*Your task*
Your answer must be the full set of entries, repeated exactly.

*Extracted information*
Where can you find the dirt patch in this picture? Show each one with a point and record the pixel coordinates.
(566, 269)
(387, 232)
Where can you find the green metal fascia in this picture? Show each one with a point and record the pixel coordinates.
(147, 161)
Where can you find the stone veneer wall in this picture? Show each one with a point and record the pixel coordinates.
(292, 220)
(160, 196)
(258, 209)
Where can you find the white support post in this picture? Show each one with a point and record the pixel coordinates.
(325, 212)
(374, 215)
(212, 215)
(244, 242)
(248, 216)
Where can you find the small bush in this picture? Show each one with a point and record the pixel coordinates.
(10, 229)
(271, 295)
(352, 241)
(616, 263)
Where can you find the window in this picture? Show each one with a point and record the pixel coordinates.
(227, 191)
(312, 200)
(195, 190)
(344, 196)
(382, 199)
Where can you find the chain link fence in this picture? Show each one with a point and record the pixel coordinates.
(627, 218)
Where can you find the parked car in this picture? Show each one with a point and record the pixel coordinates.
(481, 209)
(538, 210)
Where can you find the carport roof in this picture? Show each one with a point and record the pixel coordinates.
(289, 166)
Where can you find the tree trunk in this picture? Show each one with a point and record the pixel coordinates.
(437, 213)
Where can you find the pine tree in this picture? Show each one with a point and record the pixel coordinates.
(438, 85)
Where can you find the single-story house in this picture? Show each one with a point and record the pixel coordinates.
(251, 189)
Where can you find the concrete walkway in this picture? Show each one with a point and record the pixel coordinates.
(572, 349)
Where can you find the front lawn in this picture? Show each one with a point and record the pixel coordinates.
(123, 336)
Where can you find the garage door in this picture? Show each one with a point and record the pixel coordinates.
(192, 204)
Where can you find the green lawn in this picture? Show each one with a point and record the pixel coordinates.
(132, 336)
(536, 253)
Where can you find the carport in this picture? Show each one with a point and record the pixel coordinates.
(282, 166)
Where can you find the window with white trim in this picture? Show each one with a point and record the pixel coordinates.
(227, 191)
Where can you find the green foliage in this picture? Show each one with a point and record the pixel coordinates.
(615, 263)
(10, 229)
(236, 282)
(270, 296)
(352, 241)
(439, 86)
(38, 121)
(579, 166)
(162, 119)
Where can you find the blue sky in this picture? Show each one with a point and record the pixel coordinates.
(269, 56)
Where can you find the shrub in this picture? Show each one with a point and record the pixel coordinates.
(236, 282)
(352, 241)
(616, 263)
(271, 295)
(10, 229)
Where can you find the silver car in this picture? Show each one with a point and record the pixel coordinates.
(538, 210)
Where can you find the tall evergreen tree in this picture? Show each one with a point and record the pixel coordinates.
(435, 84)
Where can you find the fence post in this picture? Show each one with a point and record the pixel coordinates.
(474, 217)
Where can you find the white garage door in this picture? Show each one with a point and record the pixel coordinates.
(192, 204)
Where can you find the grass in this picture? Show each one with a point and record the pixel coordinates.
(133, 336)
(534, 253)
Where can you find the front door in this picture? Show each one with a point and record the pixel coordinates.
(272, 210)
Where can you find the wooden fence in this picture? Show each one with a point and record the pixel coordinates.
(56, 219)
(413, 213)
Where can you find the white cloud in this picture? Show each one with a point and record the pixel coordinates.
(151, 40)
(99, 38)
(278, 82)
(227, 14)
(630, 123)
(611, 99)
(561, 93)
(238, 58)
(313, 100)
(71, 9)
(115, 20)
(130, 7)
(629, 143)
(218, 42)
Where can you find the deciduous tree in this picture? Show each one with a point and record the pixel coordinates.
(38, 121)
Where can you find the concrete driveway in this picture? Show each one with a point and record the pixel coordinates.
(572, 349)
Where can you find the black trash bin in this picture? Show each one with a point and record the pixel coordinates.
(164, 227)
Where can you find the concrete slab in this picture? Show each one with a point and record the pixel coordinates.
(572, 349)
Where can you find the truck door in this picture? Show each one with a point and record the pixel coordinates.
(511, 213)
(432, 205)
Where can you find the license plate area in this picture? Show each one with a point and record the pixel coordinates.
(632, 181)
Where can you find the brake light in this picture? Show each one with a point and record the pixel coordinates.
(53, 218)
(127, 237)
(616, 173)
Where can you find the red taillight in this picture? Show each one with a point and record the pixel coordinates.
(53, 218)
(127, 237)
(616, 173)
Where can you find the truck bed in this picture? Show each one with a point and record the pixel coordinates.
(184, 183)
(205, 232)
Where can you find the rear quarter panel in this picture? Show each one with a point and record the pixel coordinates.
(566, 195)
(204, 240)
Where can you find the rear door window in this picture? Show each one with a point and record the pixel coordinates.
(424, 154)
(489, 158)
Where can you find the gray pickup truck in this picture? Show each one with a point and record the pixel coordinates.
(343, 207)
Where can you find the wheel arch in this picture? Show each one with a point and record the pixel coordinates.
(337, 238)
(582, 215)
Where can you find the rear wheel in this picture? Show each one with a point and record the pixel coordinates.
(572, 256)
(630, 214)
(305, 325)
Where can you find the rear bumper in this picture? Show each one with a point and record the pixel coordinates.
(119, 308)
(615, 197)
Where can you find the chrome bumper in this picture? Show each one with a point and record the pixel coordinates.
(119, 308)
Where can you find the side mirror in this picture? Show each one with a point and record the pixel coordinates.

*Output below*
Where can you find the dirt patch in this picture? Show each one with a point and record the pixel coordinates.
(566, 269)
(387, 232)
Where can you find the green metal fascia in this picture? Show each one with a point and record the pixel coordinates.
(147, 161)
Where can you find the stone veneer wall in this picture? Show each one with a point and record the pixel coordinates.
(292, 220)
(160, 196)
(258, 209)
Where can you find the white support post in this picture? Show each one with a point and record the pixel coordinates.
(325, 212)
(374, 215)
(212, 215)
(244, 242)
(248, 216)
Where can you find the small bush in this picture? Show each one with a point and record the pixel coordinates.
(10, 229)
(271, 295)
(352, 241)
(616, 263)
Where can you find the window in this picture? Show each one with a point and record the pixel coordinates.
(227, 191)
(312, 200)
(195, 190)
(344, 196)
(382, 199)
Where can you find the chain link fence in this picture? Show each one with a point and record the pixel coordinates.
(627, 218)
Where can you find the parked car in this picture? Show each one with a point and record the pixel coordinates.
(481, 209)
(538, 210)
Where can you find the carport roof in this picture? Show each one with a point and record the pixel coordinates.
(289, 166)
Where can you find the tree trunk in this picture? Show each one with a point and record the pixel coordinates.
(437, 213)
Where can you find the pine tree in this picture? Show each one with a point and record the pixel coordinates.
(438, 85)
Where can you find the single-story house in this picture? Show each one with a point and record the pixel coordinates.
(251, 189)
Where can you find the concrete walkway in this picture? Show each one with a point and record the pixel coordinates.
(572, 349)
Where can you find the front lawn in this picture? Show each one with a point and record the pixel coordinates.
(123, 336)
Where can you find the garage door in this picture? Show each one with a point and record the pixel coordinates.
(192, 204)
Where can you find the green lawn in this picture? Show each one with a point and record the pixel coordinates.
(132, 336)
(536, 253)
Where can you find the carport in this picture? Show each one with a point and record the pixel coordinates.
(282, 166)
Where can you find the window with white trim in this picture? Show each one with a point and record the pixel coordinates.
(227, 191)
Where can you find the green foliage in this picture? Show each one with a point and record the pixel coordinates.
(615, 263)
(10, 229)
(236, 282)
(270, 296)
(352, 241)
(439, 86)
(38, 121)
(579, 166)
(162, 119)
Where can you find the blue sky in this picture? Show each one with a point and record the pixel coordinates.
(269, 56)
Where can you find the shrub in this picture? Show each one with a point and record the pixel coordinates.
(236, 282)
(352, 241)
(616, 263)
(271, 295)
(10, 229)
Where can you find the silver car in this picture? Show each one with a point and record the pixel coordinates.
(538, 210)
Where can you find the tall evergreen tree in this picture? Show each one with a point and record the pixel coordinates.
(435, 84)
Where can you find the fence post in this picture? Show each one with a point and record the pixel coordinates.
(474, 217)
Where can you find the white garage door in this picture? Show each one with a point and record the pixel coordinates.
(192, 204)
Where can you find the grass in this picture? Show each one with a point and record the pixel coordinates.
(133, 336)
(534, 253)
Where can you find the front door in this picture? Show each one with a point and record the pixel coordinates.
(272, 210)
Where can you find the wooden fence in this picture? Show each one with a point and record the pixel coordinates.
(56, 219)
(413, 213)
Where can you find the white cloud in this picture? Show each one with a point and record the pixel coordinates.
(151, 40)
(99, 38)
(278, 82)
(227, 14)
(630, 123)
(611, 99)
(561, 93)
(238, 58)
(313, 100)
(71, 9)
(115, 20)
(130, 7)
(629, 143)
(218, 42)
Where can you find the deciduous tree in this picture? Show each one with a point and record the pixel coordinates.
(38, 121)
Where can you find the concrete driveway in this picture? Show each one with a point and record the pixel coordinates.
(572, 349)
Where can you find the black trash bin in this picture? Show each one with a point and record the pixel coordinates.
(164, 227)
Where can you find the concrete slab in this picture? Show each one with a point and record the pixel coordinates.
(572, 349)
Where can you find the truck door in this picture? Show each one with a point and record the pixel coordinates.
(511, 213)
(432, 205)
Where can you find the license plate area in this picture? Show each one with a point and record the pixel coordinates.
(632, 181)
Where can you find the brake light in this picture? Show each one with a point and record the pixel coordinates.
(53, 218)
(127, 237)
(616, 173)
Where can you find the red taillight in this picture? Show each one with a point and record the pixel coordinates.
(53, 218)
(127, 237)
(616, 173)
Where can you find the truck bed in this picture? Show each one with a point and record the pixel coordinates.
(184, 183)
(205, 232)
Where can you find the rear quarter panel in this picture? Show each one with a point and record the pixel coordinates.
(566, 195)
(204, 240)
Where can you find the rear door window in this picture? Show each one with a point and record the pixel coordinates.
(424, 154)
(489, 158)
Where can you find the gray pickup truck in this picture? Show each one with a point and record the pixel coordinates.
(343, 207)
Where can you find the wheel arch in this picture? Show each one with a point and record the pixel coordinates.
(337, 238)
(582, 215)
Where can you find the rear wheel in this picture? Show each one with a point and record the pixel coordinates.
(572, 256)
(630, 214)
(305, 325)
Where can you find the rear bumper in this picture? Show each one with a point and record the pixel coordinates.
(119, 308)
(615, 197)
Where can you find the chrome bumper in this picture? Show each one with a point and record the pixel coordinates.
(119, 308)
Where can you find the side mirror in this picture? Show each one with a point and record the pixel coordinates.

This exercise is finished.